— Start of ENTRIES PROVIDED —
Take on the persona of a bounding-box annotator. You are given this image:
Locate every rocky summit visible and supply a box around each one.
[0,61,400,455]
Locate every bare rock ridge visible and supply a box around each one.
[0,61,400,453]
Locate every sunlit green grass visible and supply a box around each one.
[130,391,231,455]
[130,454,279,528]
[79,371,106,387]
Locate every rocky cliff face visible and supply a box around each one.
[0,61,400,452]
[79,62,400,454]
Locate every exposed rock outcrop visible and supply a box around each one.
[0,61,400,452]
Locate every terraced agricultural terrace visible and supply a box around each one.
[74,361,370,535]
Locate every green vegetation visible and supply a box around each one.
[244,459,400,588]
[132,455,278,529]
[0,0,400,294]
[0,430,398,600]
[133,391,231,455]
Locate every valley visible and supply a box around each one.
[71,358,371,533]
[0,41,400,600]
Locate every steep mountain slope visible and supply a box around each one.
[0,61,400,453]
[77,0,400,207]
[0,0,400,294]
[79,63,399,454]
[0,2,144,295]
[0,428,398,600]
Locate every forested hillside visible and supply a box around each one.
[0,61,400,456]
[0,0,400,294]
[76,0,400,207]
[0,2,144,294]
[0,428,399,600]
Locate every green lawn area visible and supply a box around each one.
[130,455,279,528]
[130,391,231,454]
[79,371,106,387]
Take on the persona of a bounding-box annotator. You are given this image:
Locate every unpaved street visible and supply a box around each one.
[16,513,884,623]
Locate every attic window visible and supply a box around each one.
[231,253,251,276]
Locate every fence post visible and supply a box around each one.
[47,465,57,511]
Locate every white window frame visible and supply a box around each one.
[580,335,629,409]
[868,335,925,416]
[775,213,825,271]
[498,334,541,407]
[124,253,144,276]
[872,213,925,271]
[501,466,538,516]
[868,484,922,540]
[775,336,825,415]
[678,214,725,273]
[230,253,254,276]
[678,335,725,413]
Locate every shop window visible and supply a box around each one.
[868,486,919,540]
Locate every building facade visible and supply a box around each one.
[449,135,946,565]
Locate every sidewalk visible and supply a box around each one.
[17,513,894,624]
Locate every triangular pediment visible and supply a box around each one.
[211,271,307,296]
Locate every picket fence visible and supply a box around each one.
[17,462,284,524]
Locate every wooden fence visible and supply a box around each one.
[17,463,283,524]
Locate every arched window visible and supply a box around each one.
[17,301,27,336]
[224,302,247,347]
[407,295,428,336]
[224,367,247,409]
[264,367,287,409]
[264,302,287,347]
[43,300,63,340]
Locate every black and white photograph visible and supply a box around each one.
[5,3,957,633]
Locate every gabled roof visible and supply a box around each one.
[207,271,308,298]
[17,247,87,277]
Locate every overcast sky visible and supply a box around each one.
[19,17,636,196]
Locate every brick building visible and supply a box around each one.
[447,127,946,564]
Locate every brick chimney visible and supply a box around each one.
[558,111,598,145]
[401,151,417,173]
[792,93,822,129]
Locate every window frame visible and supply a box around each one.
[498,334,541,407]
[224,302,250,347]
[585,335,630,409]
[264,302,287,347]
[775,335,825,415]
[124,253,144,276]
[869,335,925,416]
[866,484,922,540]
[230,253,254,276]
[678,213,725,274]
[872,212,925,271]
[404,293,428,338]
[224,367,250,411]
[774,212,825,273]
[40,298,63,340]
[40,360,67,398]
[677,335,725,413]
— End of ENTRIES PROVIDED —
### WHAT IS REQUIRED
Starting with the line containing "Locate every brick chimney" and going on through the line containing "[792,93,822,129]", write out those lines again with 33 added to every box coordinate in the answers. Keep the request line as it is.

### ANSWER TO THE TASK
Locate every brick chimney visible and supply a box around each one.
[591,144,631,178]
[434,184,450,206]
[825,126,855,162]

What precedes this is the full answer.